• _PROVIDED ENTRIES_
*-*-*

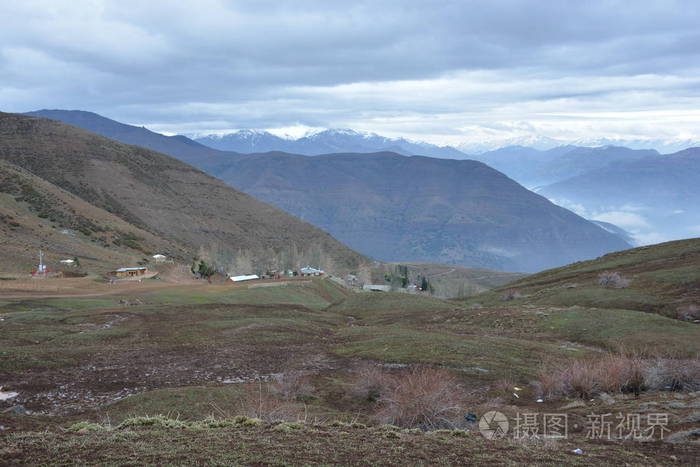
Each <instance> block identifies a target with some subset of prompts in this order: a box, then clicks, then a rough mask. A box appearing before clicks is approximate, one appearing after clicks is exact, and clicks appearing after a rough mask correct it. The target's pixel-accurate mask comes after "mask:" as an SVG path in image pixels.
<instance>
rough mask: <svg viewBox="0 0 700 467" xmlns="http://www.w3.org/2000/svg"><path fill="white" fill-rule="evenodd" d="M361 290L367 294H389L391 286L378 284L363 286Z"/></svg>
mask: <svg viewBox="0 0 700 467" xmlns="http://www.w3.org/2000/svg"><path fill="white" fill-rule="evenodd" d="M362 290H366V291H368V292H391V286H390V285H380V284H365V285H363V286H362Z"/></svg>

*-*-*

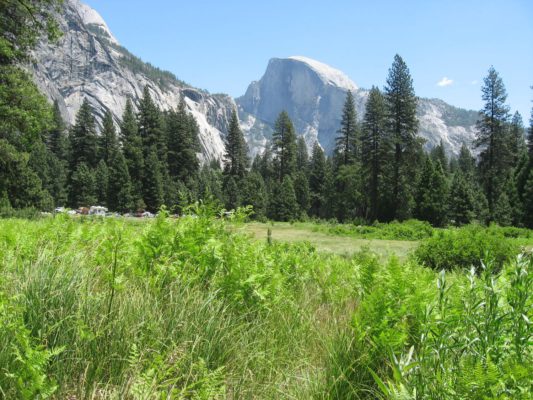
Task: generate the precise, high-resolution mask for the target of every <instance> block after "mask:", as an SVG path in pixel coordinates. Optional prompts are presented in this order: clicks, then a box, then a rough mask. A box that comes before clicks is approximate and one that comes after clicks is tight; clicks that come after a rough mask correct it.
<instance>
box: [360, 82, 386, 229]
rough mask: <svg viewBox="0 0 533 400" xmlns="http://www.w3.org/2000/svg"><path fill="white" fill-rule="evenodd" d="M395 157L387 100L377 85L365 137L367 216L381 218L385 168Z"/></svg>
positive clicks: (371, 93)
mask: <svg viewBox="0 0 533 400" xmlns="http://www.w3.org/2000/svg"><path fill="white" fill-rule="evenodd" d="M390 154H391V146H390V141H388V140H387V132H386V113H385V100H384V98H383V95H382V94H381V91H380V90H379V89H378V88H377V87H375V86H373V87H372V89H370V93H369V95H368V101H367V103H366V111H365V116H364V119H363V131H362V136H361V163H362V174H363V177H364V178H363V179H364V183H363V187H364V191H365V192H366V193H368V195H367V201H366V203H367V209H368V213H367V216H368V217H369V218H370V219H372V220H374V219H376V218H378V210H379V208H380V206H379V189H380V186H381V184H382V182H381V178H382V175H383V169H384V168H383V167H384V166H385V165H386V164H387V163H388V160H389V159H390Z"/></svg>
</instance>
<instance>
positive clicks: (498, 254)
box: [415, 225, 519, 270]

*-*-*

• _WORK REQUIRED_
From the material above, set down exactly the lines between the line holding "box: [360, 82, 386, 229]" and the line holding "157L387 100L377 85L365", inclusive. Include nothing else.

• _ANSWER SECTION_
box: [360, 82, 386, 229]
rough mask: <svg viewBox="0 0 533 400" xmlns="http://www.w3.org/2000/svg"><path fill="white" fill-rule="evenodd" d="M395 157L387 100L377 85L365 137L367 216L381 218L385 168Z"/></svg>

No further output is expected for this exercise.